__Recorded information__.
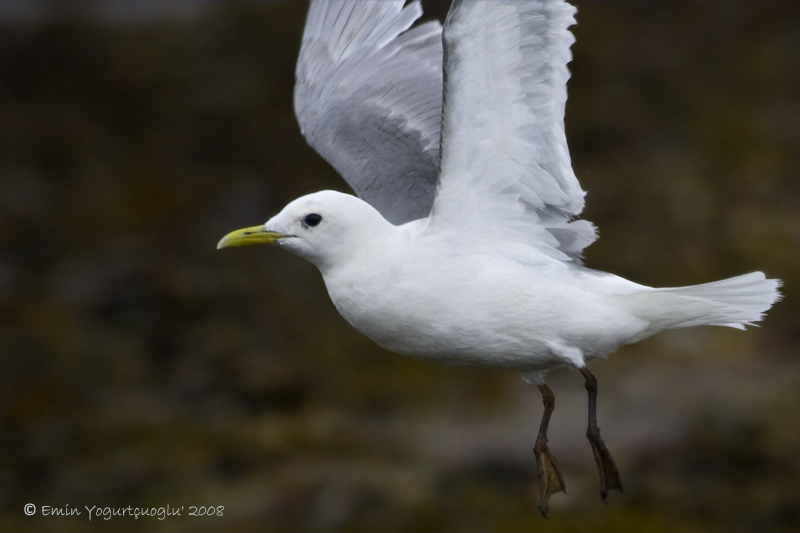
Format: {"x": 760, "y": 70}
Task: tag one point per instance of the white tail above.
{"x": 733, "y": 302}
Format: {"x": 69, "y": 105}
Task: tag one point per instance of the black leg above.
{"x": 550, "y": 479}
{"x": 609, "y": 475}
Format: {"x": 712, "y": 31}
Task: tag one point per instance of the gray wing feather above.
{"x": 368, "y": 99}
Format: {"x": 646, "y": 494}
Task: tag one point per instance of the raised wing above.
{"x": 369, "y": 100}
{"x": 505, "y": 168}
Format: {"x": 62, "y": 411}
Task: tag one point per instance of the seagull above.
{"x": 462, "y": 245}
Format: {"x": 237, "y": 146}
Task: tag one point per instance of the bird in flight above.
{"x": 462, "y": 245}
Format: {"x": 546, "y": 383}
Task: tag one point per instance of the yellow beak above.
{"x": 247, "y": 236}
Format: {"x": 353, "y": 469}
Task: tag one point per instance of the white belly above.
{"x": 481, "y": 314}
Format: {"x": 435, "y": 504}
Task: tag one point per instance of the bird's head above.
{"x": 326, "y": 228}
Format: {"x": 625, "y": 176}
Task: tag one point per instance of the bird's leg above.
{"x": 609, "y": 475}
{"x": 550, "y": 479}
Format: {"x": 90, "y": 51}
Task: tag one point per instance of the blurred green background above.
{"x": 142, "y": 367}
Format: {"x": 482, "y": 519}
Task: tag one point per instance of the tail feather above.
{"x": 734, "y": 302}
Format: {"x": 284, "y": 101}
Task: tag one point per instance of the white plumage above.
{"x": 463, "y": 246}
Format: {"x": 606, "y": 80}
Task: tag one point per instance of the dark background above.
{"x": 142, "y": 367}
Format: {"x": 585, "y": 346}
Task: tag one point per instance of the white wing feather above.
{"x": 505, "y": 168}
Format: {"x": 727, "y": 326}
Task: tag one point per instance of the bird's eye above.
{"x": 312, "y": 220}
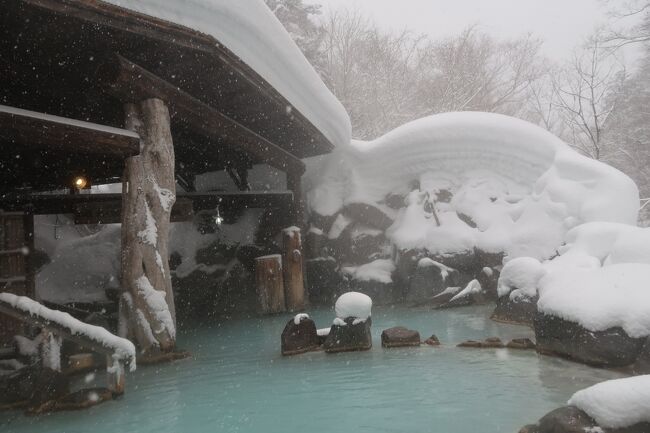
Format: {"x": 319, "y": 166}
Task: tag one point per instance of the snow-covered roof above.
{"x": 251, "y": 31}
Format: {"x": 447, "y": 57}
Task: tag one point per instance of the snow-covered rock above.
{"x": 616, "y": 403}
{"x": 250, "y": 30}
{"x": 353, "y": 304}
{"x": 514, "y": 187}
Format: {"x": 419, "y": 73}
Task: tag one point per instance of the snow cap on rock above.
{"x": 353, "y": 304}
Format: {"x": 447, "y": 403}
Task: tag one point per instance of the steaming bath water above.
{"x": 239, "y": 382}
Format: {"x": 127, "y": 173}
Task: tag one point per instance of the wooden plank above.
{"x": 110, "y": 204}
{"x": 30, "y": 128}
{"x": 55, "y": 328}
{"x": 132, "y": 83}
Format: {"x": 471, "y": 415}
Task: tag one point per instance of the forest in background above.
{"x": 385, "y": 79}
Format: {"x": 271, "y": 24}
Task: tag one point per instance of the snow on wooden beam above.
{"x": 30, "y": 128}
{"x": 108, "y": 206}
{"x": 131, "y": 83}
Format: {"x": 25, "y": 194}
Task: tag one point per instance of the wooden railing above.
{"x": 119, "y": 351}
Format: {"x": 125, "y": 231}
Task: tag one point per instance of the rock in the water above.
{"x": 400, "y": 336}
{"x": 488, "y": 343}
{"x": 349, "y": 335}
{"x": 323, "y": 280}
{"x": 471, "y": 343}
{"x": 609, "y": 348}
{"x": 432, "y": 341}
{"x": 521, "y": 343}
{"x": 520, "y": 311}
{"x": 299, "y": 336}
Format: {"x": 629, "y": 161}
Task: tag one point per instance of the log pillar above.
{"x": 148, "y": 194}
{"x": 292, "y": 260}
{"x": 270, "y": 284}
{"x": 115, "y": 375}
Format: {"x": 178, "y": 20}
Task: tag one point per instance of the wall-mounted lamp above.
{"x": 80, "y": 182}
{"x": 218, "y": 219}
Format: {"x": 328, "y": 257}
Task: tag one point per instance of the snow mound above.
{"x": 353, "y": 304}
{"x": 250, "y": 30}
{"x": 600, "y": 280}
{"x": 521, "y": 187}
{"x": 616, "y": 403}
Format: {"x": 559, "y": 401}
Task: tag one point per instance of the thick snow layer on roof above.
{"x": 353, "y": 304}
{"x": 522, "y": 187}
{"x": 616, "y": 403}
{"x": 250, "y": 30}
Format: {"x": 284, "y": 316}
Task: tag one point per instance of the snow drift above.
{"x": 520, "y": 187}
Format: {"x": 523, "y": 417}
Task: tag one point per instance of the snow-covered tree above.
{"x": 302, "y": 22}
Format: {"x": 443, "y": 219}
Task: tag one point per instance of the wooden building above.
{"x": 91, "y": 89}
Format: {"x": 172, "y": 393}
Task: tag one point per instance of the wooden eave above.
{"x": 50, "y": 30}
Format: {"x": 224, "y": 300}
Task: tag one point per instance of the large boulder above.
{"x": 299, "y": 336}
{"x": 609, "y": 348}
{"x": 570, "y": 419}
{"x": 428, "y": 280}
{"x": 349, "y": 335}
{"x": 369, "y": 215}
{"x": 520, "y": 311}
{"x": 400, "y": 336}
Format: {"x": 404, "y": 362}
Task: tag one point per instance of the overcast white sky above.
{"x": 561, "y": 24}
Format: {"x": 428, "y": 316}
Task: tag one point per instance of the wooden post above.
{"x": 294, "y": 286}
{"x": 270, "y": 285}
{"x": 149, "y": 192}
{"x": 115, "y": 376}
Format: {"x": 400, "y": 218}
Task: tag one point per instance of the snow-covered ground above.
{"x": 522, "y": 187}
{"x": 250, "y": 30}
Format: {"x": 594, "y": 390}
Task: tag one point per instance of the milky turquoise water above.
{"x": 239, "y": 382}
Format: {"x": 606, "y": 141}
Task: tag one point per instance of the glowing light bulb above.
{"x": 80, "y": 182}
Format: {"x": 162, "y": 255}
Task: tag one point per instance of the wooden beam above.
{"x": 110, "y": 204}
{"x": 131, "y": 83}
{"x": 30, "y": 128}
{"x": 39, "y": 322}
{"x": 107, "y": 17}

__Task objective__.
Write out the records word for word. Pictures stay out.

__Answer space__.
Format: {"x": 760, "y": 70}
Task: tag one point per instance of the white tail above.
{"x": 733, "y": 302}
Format: {"x": 69, "y": 105}
Task: tag one point per instance of the black leg above.
{"x": 550, "y": 479}
{"x": 609, "y": 475}
Format: {"x": 712, "y": 31}
Task: tag one point per instance of the gray wing feather above.
{"x": 368, "y": 99}
Format: {"x": 646, "y": 494}
Task: tag one point per instance of the raised wing above.
{"x": 369, "y": 100}
{"x": 505, "y": 168}
Format: {"x": 62, "y": 411}
Task: tag one point per instance of the seagull above.
{"x": 462, "y": 245}
Format: {"x": 237, "y": 146}
Task: tag one point per instance of the bird in flight above.
{"x": 462, "y": 245}
Format: {"x": 546, "y": 383}
Task: tag one point per instance of the yellow beak above.
{"x": 247, "y": 236}
Format: {"x": 353, "y": 469}
Task: tag one point per instance of the white belly above.
{"x": 481, "y": 314}
Format: {"x": 435, "y": 504}
Task: tag one point per instance of the bird's head above.
{"x": 326, "y": 228}
Format: {"x": 625, "y": 176}
Task: tag one point per instance of the bird's leg above.
{"x": 609, "y": 475}
{"x": 550, "y": 479}
Format: {"x": 90, "y": 51}
Task: tag one point per instance of the blurred green background above.
{"x": 142, "y": 367}
Format: {"x": 482, "y": 519}
Task: tag one point per instance of the tail feather above.
{"x": 734, "y": 302}
Format: {"x": 284, "y": 101}
Task: tag one point per instance of the white plumage above.
{"x": 463, "y": 246}
Format: {"x": 606, "y": 80}
Task: tag one point per instance of the dark background above.
{"x": 142, "y": 367}
Format: {"x": 585, "y": 346}
Task: tag one point per instance of the white wing feather above.
{"x": 505, "y": 168}
Format: {"x": 727, "y": 326}
Task: tag one point per instance of the bird's eye above.
{"x": 312, "y": 220}
Format: {"x": 319, "y": 166}
Task: tag one point per instance of the snow-covered roof above.
{"x": 251, "y": 31}
Format: {"x": 447, "y": 57}
Task: tag one point per instance of the snow-covered rock above.
{"x": 616, "y": 403}
{"x": 250, "y": 30}
{"x": 353, "y": 304}
{"x": 514, "y": 187}
Format: {"x": 419, "y": 73}
Task: tag one point per instance of the snow cap on rock above.
{"x": 353, "y": 304}
Format: {"x": 447, "y": 403}
Task: tag one point per instance of the steaming bath water above.
{"x": 239, "y": 382}
Format: {"x": 127, "y": 173}
Task: tag one point per instance of the wooden plank above.
{"x": 110, "y": 204}
{"x": 30, "y": 128}
{"x": 55, "y": 328}
{"x": 132, "y": 83}
Format: {"x": 471, "y": 415}
Task: tag one point per instance of the forest in background above.
{"x": 385, "y": 79}
Format: {"x": 271, "y": 24}
Task: tag one point per instance of the snow on wooden beam above.
{"x": 30, "y": 128}
{"x": 108, "y": 206}
{"x": 131, "y": 83}
Format: {"x": 25, "y": 194}
Task: tag one point per instance of the wooden railing above.
{"x": 119, "y": 351}
Format: {"x": 125, "y": 231}
Task: tag one point per instance of the rock in the water above.
{"x": 400, "y": 336}
{"x": 488, "y": 343}
{"x": 349, "y": 335}
{"x": 323, "y": 280}
{"x": 471, "y": 343}
{"x": 609, "y": 348}
{"x": 432, "y": 341}
{"x": 521, "y": 343}
{"x": 520, "y": 311}
{"x": 299, "y": 336}
Format: {"x": 629, "y": 161}
Task: tag one point per instance of the log pillar above.
{"x": 148, "y": 194}
{"x": 292, "y": 260}
{"x": 270, "y": 284}
{"x": 115, "y": 375}
Format: {"x": 178, "y": 20}
Task: tag one point per instance of the wall-mounted lamp above.
{"x": 80, "y": 182}
{"x": 218, "y": 219}
Format: {"x": 328, "y": 257}
Task: tag one point per instance of the snow mound above.
{"x": 353, "y": 304}
{"x": 250, "y": 30}
{"x": 600, "y": 280}
{"x": 521, "y": 187}
{"x": 616, "y": 403}
Format: {"x": 559, "y": 401}
Task: tag one point per instance of the thick snow layer on roof above.
{"x": 353, "y": 304}
{"x": 522, "y": 187}
{"x": 616, "y": 403}
{"x": 250, "y": 30}
Format: {"x": 284, "y": 316}
Task: tag one point per instance of the snow drift above.
{"x": 520, "y": 187}
Format: {"x": 523, "y": 417}
Task: tag one point per instance of the snow-covered tree above.
{"x": 302, "y": 22}
Format: {"x": 443, "y": 219}
Task: tag one point per instance of the wooden building above.
{"x": 91, "y": 89}
Format: {"x": 172, "y": 393}
Task: tag one point per instance of the wooden eave above.
{"x": 50, "y": 30}
Format: {"x": 224, "y": 300}
Task: tag one point per instance of the large boulder above.
{"x": 299, "y": 336}
{"x": 609, "y": 348}
{"x": 570, "y": 419}
{"x": 428, "y": 280}
{"x": 349, "y": 335}
{"x": 369, "y": 215}
{"x": 520, "y": 311}
{"x": 400, "y": 336}
Format: {"x": 404, "y": 362}
Task: tag one point per instance of the overcast white sky above.
{"x": 561, "y": 24}
Format: {"x": 428, "y": 316}
Task: tag one point per instance of the wooden post above.
{"x": 294, "y": 286}
{"x": 270, "y": 285}
{"x": 149, "y": 192}
{"x": 115, "y": 376}
Format: {"x": 400, "y": 218}
Task: tag one point per instance of the snow-covered ground above.
{"x": 522, "y": 187}
{"x": 250, "y": 30}
Format: {"x": 594, "y": 390}
Task: tag one point per instance of the milky turquoise water above.
{"x": 239, "y": 382}
Format: {"x": 606, "y": 141}
Task: tag one point per instance of the glowing light bulb above.
{"x": 80, "y": 182}
Format: {"x": 162, "y": 255}
Task: tag one point per instance of the wooden beam above.
{"x": 110, "y": 204}
{"x": 131, "y": 83}
{"x": 30, "y": 128}
{"x": 39, "y": 322}
{"x": 107, "y": 17}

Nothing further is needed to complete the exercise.